• MATERIAL PROVIDED:
--

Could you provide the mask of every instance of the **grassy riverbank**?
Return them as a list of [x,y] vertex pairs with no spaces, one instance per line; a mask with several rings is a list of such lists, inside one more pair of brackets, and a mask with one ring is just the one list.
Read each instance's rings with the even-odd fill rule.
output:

--

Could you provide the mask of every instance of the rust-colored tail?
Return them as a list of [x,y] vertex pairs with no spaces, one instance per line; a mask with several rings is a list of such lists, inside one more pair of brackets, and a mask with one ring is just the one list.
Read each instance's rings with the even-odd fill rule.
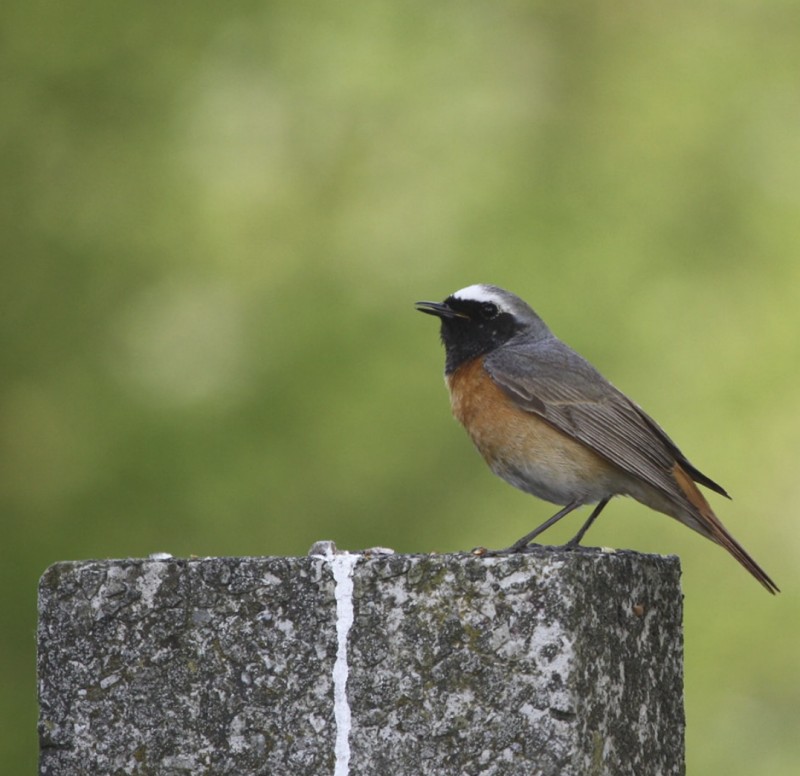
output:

--

Select from the material above each line in which the string "Could" appears, and list those lines.

• WRITTEN ANSWER:
Could you provide the mask of every instance of the **grassy riverbank**?
Could you provide the mask of every instance of the rust-colored tail?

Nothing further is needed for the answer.